_TASK STATEMENT_:
Retype everything from the line containing "You are given a photograph. Could you point to the hairy" down to the last of the rows, keeping both ends.

_STORED ROWS_:
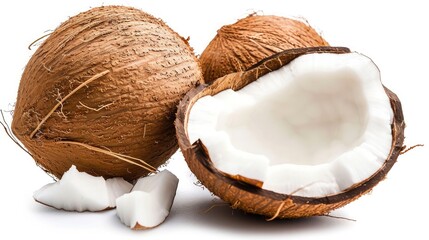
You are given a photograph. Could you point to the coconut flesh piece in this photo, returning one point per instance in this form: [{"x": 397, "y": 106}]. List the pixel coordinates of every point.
[
  {"x": 314, "y": 127},
  {"x": 79, "y": 191},
  {"x": 149, "y": 202}
]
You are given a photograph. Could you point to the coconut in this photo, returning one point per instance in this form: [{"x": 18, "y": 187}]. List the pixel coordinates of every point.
[
  {"x": 301, "y": 133},
  {"x": 79, "y": 191},
  {"x": 101, "y": 93},
  {"x": 238, "y": 46},
  {"x": 149, "y": 203}
]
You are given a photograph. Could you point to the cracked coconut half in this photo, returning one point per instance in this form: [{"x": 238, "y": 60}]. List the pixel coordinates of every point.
[{"x": 299, "y": 134}]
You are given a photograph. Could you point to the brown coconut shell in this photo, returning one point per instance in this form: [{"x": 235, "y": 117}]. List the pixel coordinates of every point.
[
  {"x": 238, "y": 46},
  {"x": 247, "y": 195},
  {"x": 101, "y": 93}
]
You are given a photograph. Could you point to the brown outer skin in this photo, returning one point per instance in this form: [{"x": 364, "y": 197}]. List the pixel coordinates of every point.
[
  {"x": 150, "y": 69},
  {"x": 251, "y": 198},
  {"x": 238, "y": 46}
]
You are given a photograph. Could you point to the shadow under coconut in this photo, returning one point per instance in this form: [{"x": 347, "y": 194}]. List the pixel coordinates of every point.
[{"x": 218, "y": 215}]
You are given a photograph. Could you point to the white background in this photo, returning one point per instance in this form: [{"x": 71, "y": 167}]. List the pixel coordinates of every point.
[{"x": 393, "y": 33}]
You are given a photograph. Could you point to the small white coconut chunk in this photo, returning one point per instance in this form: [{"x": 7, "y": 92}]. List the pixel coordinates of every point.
[
  {"x": 79, "y": 191},
  {"x": 149, "y": 202},
  {"x": 314, "y": 127},
  {"x": 117, "y": 187}
]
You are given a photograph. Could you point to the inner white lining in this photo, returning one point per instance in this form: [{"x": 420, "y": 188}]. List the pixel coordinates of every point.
[{"x": 313, "y": 128}]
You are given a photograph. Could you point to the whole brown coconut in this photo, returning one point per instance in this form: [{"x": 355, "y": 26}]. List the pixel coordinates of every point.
[
  {"x": 238, "y": 46},
  {"x": 101, "y": 93},
  {"x": 242, "y": 193}
]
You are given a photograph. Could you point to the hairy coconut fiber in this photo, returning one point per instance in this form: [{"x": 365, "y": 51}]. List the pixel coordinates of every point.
[
  {"x": 101, "y": 93},
  {"x": 238, "y": 46},
  {"x": 247, "y": 196}
]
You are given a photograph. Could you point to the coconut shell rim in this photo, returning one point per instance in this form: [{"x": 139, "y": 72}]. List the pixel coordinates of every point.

_RESPONSE BELOW_:
You are given a photograph. Could you point to the hairy coconut fiber in this photo, returning one point per instance in this form: [{"x": 365, "y": 51}]. List the pixel coordinates of every point.
[
  {"x": 101, "y": 93},
  {"x": 238, "y": 46},
  {"x": 247, "y": 196}
]
You are given a photograph. Could you point to the coconut shell rim in this photo, returning one point per instance in this form: [{"x": 139, "y": 72}]. List the pixel coordinates of every point.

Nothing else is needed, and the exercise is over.